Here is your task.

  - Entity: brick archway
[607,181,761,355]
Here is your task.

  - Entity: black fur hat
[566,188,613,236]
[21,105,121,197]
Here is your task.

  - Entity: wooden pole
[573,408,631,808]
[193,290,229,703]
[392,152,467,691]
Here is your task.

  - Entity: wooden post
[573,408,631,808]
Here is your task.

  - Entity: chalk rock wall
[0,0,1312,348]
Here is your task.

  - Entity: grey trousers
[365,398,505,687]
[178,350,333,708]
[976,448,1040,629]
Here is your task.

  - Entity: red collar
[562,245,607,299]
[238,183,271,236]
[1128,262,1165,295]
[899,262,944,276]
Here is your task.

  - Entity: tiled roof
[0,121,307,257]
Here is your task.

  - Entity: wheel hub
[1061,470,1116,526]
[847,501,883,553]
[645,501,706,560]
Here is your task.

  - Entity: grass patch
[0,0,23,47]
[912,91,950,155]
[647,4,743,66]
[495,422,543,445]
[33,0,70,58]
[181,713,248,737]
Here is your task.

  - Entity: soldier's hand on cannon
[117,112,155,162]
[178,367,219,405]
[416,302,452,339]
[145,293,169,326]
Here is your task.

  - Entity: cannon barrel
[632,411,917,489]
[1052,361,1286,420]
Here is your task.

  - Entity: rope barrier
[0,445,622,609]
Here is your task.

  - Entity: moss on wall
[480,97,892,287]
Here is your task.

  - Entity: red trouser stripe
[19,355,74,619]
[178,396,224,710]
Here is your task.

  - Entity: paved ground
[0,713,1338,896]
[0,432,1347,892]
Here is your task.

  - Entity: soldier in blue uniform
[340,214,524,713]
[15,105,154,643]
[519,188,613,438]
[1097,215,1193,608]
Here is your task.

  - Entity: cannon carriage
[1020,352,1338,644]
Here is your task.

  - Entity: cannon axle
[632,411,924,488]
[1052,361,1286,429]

──────────

*WORK TO DO*
Present every one of the records above as a single numbered list, one line per item, with blank lines omitted.

*FINISHED EXERCISE*
1. Here is your task.
2.   - Entity: brick archway
3. [607,181,761,355]
4. Here is your task.
5.   - Entity: black fur hat
6. [566,188,613,236]
7. [21,105,121,197]
8. Here is your task.
9.   - Entity: wooden pole
10. [573,408,631,808]
11. [193,290,229,703]
12. [392,152,467,691]
13. Here is your task.
14.   - Entity: wooden post
15. [573,408,631,808]
16. Here is your task.
17.   - Entity: chalk rock wall
18. [0,0,1312,348]
19. Here is your task.
20.   - Entity: grey trousers
21. [365,398,505,687]
22. [178,350,333,708]
23. [976,448,1040,629]
24. Here is your task.
25.   - Entity: red collar
26. [562,245,607,299]
27. [238,183,271,236]
28. [1128,262,1165,295]
29. [899,262,944,276]
30. Here is your task.
31.   - Entity: tiled roof
32. [0,121,307,257]
33. Here is your task.
34.   - Entity: wheel hub
35. [1061,470,1116,526]
36. [847,501,883,553]
37. [645,501,706,560]
38. Here is your task.
39.   - Entity: grass patch
40. [0,0,23,47]
41. [912,91,950,155]
42. [647,4,743,66]
43. [495,422,543,445]
44. [33,0,70,58]
45. [181,713,248,737]
46. Here is your task.
47.   - Entity: soldier's hand on cannon
48. [117,112,155,162]
49. [178,367,219,405]
50. [416,302,452,339]
51. [145,293,169,326]
52. Here is your task.
53.   - Entity: cannon barrel
54. [632,411,917,489]
55. [1052,361,1286,420]
56. Here is your task.
57.   - Entity: rope barrier
58. [0,445,622,609]
59. Here is your task.
60.   - Entity: moss on wall
61. [480,97,892,287]
62. Here is your task.
63.   - Entity: red trouser stripe
64. [19,355,74,619]
65. [178,396,224,710]
66. Here is your task.
67.   - Entity: paved ground
68. [0,713,1338,896]
69. [0,432,1347,892]
70. Here is your task.
71.   - Entity: soldier in blue uniform
72. [340,214,524,713]
73. [15,105,154,643]
74. [519,188,613,438]
75. [1097,215,1193,608]
76. Here is your task.
77.   - Entity: cannon carriage
78. [1020,352,1338,644]
79. Here is your task.
80.   - Entity: cannon axle
81. [632,411,924,488]
82. [1052,361,1286,429]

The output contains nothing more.